- [Objetivo del ejercicio] Empieza en la línea de los ítems que contiene "of the man in" y sigue hasta el final de los ítems, con ambos extremos incluidos. Preséntalas como tabla Markdown con las columnas n (número de fila) y Línea, sin incluir las líneas en blanco.

- [Datos disponibles]
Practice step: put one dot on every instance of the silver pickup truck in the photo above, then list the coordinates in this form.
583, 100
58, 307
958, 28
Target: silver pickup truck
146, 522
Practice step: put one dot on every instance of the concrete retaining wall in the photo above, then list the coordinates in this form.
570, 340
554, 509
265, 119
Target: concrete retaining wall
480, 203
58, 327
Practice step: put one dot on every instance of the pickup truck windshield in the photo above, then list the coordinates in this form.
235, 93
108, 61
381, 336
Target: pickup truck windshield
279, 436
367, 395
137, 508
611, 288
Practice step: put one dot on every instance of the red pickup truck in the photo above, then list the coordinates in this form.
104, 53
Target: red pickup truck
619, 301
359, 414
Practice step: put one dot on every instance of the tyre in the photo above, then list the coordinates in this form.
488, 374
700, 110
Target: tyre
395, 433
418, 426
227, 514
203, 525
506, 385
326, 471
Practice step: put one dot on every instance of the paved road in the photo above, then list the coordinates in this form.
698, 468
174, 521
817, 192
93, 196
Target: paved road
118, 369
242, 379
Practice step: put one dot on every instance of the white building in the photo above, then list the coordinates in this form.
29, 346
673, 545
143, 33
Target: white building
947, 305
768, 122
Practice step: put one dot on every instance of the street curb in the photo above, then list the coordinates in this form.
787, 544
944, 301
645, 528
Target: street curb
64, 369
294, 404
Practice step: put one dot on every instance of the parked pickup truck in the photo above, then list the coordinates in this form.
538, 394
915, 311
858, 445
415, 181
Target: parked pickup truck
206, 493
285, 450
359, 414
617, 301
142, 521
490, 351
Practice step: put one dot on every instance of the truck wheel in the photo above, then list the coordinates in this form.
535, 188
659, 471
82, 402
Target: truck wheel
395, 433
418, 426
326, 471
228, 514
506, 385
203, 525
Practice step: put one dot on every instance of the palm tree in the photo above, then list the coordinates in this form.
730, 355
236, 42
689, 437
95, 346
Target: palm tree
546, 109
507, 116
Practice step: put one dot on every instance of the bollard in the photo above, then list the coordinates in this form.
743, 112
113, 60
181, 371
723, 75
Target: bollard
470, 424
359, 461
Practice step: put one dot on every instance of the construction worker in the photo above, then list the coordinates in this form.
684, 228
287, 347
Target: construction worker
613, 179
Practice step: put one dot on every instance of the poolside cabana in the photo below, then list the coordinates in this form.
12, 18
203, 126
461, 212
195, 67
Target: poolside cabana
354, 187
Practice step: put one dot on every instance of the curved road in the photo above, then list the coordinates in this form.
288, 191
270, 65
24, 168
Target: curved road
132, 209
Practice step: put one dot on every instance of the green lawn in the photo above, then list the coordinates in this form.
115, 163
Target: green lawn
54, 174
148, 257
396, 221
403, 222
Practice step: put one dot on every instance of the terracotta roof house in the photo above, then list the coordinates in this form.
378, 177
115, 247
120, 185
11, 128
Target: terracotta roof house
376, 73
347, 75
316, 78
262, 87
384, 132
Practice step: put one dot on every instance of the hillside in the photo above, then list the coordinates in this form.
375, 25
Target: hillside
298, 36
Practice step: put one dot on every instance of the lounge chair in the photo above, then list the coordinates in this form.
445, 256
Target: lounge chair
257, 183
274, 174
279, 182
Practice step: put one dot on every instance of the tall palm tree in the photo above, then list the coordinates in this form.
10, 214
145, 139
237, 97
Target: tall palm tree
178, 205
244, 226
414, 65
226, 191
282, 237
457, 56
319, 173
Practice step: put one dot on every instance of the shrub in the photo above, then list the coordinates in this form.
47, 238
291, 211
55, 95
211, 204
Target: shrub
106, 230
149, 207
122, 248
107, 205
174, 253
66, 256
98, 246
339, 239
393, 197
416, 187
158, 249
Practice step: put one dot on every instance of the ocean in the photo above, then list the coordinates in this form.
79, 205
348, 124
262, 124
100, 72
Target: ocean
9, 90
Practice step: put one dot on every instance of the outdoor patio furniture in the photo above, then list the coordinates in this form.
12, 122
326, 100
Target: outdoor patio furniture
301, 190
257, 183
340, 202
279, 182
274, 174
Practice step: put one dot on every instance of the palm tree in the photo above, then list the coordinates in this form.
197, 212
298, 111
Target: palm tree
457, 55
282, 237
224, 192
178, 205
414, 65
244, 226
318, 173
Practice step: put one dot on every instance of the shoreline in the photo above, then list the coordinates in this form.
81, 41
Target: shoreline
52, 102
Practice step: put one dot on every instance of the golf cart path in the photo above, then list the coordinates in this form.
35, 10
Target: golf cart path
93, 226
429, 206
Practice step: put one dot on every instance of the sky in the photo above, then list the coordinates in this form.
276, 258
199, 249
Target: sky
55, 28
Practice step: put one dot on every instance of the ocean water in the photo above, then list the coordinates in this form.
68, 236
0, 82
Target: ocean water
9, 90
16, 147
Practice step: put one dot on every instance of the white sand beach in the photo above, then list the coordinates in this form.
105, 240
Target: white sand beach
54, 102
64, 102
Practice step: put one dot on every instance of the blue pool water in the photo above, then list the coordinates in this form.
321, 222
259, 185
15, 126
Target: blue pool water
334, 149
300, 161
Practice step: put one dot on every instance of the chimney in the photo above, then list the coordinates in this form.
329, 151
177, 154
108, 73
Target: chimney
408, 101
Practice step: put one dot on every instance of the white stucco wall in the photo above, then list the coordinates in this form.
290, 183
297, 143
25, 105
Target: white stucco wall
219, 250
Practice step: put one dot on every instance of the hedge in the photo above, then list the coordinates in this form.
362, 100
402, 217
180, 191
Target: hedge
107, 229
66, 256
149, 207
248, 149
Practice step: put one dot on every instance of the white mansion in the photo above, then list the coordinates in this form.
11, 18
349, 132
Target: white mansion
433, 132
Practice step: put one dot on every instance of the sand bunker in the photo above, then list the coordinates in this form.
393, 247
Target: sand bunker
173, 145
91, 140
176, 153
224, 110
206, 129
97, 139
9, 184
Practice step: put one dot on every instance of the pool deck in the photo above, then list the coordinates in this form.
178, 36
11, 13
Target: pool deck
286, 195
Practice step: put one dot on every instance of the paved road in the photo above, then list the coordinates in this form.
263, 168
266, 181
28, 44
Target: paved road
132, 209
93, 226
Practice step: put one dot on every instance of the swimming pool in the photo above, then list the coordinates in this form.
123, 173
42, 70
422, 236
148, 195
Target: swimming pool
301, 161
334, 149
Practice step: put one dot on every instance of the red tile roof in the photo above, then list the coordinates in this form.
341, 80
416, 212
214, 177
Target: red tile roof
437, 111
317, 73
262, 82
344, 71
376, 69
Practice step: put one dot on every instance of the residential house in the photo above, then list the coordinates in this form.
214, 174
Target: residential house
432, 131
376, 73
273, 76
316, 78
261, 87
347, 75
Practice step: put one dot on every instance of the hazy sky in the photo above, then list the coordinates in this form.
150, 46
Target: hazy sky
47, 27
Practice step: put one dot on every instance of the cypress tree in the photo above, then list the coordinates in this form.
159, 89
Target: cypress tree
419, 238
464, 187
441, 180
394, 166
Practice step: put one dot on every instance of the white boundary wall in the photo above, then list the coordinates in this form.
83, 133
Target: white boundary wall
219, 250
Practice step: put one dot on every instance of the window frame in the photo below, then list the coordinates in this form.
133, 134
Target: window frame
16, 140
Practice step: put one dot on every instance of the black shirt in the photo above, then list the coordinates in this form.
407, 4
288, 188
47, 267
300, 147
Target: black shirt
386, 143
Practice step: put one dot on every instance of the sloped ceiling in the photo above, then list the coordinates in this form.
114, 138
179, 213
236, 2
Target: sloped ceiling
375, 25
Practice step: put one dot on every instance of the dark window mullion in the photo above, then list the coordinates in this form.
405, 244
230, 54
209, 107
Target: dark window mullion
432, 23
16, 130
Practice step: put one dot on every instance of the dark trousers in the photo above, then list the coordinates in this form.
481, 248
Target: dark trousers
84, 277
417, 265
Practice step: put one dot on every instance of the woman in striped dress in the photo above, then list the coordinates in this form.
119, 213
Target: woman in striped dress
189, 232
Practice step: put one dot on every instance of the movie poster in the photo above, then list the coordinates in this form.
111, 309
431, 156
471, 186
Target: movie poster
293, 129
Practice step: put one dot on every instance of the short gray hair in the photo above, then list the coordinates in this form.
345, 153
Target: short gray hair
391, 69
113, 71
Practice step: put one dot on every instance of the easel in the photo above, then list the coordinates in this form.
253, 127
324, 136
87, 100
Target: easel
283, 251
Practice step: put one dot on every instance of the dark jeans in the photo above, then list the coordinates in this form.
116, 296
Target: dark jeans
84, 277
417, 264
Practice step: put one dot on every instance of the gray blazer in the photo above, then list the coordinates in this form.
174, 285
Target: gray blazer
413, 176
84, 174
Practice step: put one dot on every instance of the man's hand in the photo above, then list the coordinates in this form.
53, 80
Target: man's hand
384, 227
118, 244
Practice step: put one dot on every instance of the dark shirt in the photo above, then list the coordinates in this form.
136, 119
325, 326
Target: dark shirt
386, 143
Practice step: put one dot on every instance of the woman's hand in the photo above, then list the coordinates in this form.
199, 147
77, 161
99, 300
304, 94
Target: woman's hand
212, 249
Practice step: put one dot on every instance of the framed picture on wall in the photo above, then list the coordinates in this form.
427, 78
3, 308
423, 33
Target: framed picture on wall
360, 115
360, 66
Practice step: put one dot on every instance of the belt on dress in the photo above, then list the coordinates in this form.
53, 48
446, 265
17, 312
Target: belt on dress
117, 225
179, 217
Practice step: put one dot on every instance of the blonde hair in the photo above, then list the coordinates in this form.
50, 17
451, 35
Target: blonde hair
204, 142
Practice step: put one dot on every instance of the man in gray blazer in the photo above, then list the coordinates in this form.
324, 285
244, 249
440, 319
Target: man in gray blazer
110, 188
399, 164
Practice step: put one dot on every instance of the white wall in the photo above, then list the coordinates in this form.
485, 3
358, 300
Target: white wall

- [Respuesta completa]
| n | Línea |
|---|---|
| 1 | Practice step: put one dot on every instance of the man in gray blazer in the photo above, then list the coordinates in this form. |
| 2 | 324, 285 |
| 3 | 244, 249 |
| 4 | 440, 319 |
| 5 | Target: man in gray blazer |
| 6 | 110, 188 |
| 7 | 399, 164 |
| 8 | Practice step: put one dot on every instance of the white wall in the photo above, then list the coordinates in this form. |
| 9 | 485, 3 |
| 10 | 358, 300 |
| 11 | Target: white wall |